お祝い事を盛り上げる「菰樽(こもだる)」
日本伝統の「ハレの日文化」を守り続ける岸本吉二商店で“マイ菰樽づくり”
(この記事はHYOGO!ナビとの連動企画です。)
「菰樽(こもだる)」ってご存知ですか?
お祝い事や神事で、大きな酒樽のフタを木槌で割って開く「鏡開き」。
この時に使われる杉の酒樽に“菰”を巻き付けたものが「菰樽」です。
「ハレの日文化」に欠かせない「菰樽」ですが、今や製造できる会社は尼崎の2社しかありません。
希少な職人技を間近で見ることができて、“マイ菰樽”づくりもできる、
その名も「世界で一つだけの菰樽づくり体験」をご紹介します!
阪急塚口駅から徒歩約10分、住宅街の一角にある「岸本吉二商店」は、明治33年(西暦1900年)創業。
菰樽の製造を手掛ける業界トップの会社です。
体験開始前に、4代目社長の岸本敏裕さんにお話を伺いました。
《岸本さん談》
『菰樽は、江戸時代に、酒樽を船で運ぶ際に緩衝材として藁(わら)でできた菰(こも)でくるんだことが始まりです。
そこに酒の銘柄がわかるように商標などを記すデザインになり、それが今でも使われています。
尼崎は、灘や伊丹といった酒どころに近いことから、地場産業として菰樽(こもだる)の部材である菰と
縄づくりが盛んになったんです』。

エントリ一覧

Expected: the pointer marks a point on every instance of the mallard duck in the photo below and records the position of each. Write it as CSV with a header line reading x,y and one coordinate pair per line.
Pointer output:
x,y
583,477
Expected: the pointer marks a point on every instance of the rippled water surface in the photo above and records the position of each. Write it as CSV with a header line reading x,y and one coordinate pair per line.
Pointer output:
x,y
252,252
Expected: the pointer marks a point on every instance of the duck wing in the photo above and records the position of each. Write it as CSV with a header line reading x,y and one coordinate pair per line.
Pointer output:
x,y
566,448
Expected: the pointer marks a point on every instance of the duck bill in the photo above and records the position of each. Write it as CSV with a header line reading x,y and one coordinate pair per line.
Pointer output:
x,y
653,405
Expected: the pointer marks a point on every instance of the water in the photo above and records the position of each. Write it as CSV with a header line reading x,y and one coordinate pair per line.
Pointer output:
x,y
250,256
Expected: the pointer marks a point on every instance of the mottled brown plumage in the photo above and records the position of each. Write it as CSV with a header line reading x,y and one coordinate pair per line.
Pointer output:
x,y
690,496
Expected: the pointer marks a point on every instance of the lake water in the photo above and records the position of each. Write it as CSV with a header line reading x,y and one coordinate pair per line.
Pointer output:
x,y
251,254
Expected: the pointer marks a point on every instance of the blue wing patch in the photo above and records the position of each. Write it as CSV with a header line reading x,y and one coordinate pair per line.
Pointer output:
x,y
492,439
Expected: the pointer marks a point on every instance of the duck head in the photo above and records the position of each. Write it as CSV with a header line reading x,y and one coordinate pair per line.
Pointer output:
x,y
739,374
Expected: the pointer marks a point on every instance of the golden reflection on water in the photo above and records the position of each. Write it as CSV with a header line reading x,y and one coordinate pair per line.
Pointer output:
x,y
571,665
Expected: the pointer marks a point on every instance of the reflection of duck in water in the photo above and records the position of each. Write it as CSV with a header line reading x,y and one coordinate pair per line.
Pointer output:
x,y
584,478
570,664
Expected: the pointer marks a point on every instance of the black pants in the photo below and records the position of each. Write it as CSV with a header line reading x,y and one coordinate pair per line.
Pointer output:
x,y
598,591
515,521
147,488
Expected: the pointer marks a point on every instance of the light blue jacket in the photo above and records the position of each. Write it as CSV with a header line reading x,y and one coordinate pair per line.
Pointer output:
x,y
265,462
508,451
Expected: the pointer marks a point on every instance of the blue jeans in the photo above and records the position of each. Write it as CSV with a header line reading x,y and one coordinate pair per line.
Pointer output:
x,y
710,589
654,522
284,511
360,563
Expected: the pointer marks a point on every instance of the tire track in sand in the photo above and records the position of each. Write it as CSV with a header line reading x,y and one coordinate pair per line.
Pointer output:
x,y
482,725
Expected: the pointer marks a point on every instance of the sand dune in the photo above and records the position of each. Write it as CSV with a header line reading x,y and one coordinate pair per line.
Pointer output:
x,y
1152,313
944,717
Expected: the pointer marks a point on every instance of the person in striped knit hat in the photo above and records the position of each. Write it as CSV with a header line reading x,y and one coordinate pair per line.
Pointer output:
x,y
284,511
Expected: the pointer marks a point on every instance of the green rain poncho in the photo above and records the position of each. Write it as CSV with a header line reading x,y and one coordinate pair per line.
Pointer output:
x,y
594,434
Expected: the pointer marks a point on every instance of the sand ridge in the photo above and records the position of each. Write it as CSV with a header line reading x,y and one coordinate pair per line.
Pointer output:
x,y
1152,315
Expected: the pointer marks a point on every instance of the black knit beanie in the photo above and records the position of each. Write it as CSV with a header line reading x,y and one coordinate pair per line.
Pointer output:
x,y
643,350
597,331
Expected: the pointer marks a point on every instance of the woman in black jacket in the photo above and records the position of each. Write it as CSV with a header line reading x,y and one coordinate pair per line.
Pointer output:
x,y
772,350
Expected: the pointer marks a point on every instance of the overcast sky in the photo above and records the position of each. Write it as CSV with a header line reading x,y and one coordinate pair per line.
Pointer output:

やること
• A. 次の(i)〜(iii)が菰樽の文章の内容と合っているか、それぞれ「はい」か「いいえ」で答え、判断の根拠となる箇所を文章からそのまま引用してください。(i) 岸本吉二商店は明治33年に創業した。(ii) 菰樽を製造できる会社は尼崎に3社ある。(iii) 菰樽は、江戸時代に酒樽を船で運ぶ際、緩衝材として菰でくるんだことに始まる。
• B. 菰樽の文章を、最後の文の次から書き継いでください。
エントリは菰樽の文章とは別の資料です。

解答
• A.
(i) はい。「明治33年(西暦1900年)創業」
(ii) いいえ。「今や製造できる会社は尼崎の2社しかありません」
(iii) はい。「江戸時代に、酒樽を船で運ぶ際に緩衝材として藁(わら)でできた菰(こも)でくるんだことが始まりです」

• B.
岸本吉二商店は今から約120年前の1900年、菰縄の製造を開始。
日本酒需要の低迷によって今では2社が残るのみとなった菰樽づくり。
4代目の岸本敏裕さんは後世に受け継いでいくために、菰樽の魅力をさまざまな形で発信。
今回紹介する「世界で一つだけの菰樽づくり体験」はその取り組みの一つだそうです。
工場見学は、杉樽を包む菰(こも)を作る工程からスタート。
稲藁(わら)を一本ずつ機械に差し込み、菰を編んでいきます。
職人さんの作業はとてもスピーディーでリズミカル。
その場で藁を差し込む体験もできますが、なかなか難しいんです。
《岸本さん談》『今、藁(わら)を手に入れるのは非常に難しいんです。
昔は米農家が稲刈りをした際に出た稲わらを買い取っていましたが、
近年の刈り取りはコンバインなので、わらは粉砕されてしまうんです』。
岸本吉二商店では、原料となる藁を探し、神戸市北区の米農家に協力して頂いて、
毎年自分たちで稲刈りをして稲わらを確保しているのだとか。
《岸本さん談》
『素材である藁もなくなりつつあり、私は、当社の仕事を絶滅危惧種と位置付けています。
私たちが守らないと、未来に残らない。
だからこそ、伝統文化の担い手として、次世代に継ぐことが使命だと思っています』。
次に見学した工程は、印刷です。
織り上げた菰(こも)に、熱転写で蔵元の印を捺します。
こちらも一枚ずつ手作業。
その日の気温や湿度によって押す力や時間を加減する必要があるのだとか。
次は樽に菰を巻いて縄で“荷造る”という工程。
カラダ全体を使い、大きな樽に、縦に横にと次々に縄を巻き付けていく様子は迫力があります。
熟練の職人さんだと1個当たり15分という手早さで仕上げるのだそうです。
鏡開きとクラッカーが合体した「もりあげ樽ドンパ」という商品も体験できます。
酒樽からキラキラのテープが豪快に飛び出して、迫力満点です。
工場見学の後は、いよいよミニ菰樽づくりです。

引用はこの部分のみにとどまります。